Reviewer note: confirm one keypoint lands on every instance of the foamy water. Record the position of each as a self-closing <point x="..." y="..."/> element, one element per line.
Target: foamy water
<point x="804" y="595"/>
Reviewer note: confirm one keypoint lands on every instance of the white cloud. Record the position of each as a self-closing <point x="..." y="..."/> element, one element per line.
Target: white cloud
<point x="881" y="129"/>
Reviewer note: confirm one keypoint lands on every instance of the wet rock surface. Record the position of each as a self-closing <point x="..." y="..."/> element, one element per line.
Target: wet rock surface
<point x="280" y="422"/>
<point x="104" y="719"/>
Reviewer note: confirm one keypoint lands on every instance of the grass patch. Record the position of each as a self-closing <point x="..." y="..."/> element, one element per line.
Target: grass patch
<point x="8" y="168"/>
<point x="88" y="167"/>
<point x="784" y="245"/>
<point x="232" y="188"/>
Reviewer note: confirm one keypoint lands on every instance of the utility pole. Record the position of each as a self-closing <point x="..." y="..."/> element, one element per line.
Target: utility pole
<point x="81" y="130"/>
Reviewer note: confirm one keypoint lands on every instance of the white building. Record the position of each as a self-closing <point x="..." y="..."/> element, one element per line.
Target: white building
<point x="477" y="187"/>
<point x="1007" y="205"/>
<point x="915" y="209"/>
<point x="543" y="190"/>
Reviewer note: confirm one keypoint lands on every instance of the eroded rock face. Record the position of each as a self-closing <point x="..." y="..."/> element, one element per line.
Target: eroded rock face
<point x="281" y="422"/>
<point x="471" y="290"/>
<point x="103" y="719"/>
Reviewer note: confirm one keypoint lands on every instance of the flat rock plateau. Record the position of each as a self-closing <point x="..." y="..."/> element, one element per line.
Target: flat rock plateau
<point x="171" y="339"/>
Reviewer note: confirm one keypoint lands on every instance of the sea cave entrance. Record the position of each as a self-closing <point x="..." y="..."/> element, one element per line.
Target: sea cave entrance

_What the exercise asks:_ Would you set down all of the entries again, word for word?

_Result of this exercise:_
Reviewer note: confirm one keypoint lands on every instance of the foamy water. Record the position of each as a self-closing <point x="..." y="..."/> element, one element per line.
Target: foamy water
<point x="804" y="595"/>
Reviewer note: confirm one keypoint lands on every instance of the white cloud. Record the position of each as a self-closing <point x="..." y="..."/> element, one element per line.
Target: white cloud
<point x="881" y="129"/>
Reviewer note: confirm one keypoint lands on every instance of the wet rock surface. Record the position of each as a self-closing <point x="..." y="..."/> element, one element per line.
Target: wet rock surface
<point x="280" y="422"/>
<point x="104" y="719"/>
Reviewer note: confirm one keypoint lands on every instance of the grass patch. Record the position of each as a self-closing <point x="..." y="..."/> element, one element per line.
Target: grass patch
<point x="8" y="168"/>
<point x="88" y="167"/>
<point x="784" y="245"/>
<point x="232" y="188"/>
Reviewer note: confirm one keypoint lands on every instance of the utility pole. Record the position of each as a self-closing <point x="..." y="..."/> element, one element per line.
Target: utility pole
<point x="81" y="130"/>
Reviewer note: confirm one keypoint lands on every instance of the white building. Record the position of each as a self-closing <point x="..." y="..."/> element, one element per line.
Target: white building
<point x="477" y="187"/>
<point x="1007" y="205"/>
<point x="915" y="209"/>
<point x="543" y="190"/>
Reviewer note: confirm one keypoint lands on every instance of the eroded rock face. Record the position of each as a self-closing <point x="..." y="..."/> element, one element per line.
Target: eroded rock face
<point x="281" y="422"/>
<point x="471" y="290"/>
<point x="103" y="719"/>
Reviewer note: confirm one keypoint lands on every instance of the flat rock plateau. Record the position of each as a self-closing <point x="..." y="..."/> element, one element per line.
Target: flat rock plateau
<point x="171" y="339"/>
Reviewer note: confirm one keypoint lands on every instance of the sea cave entrance. Record the position of each as a self-closing <point x="..." y="..."/> element, one element per line.
Target: sea cave entrance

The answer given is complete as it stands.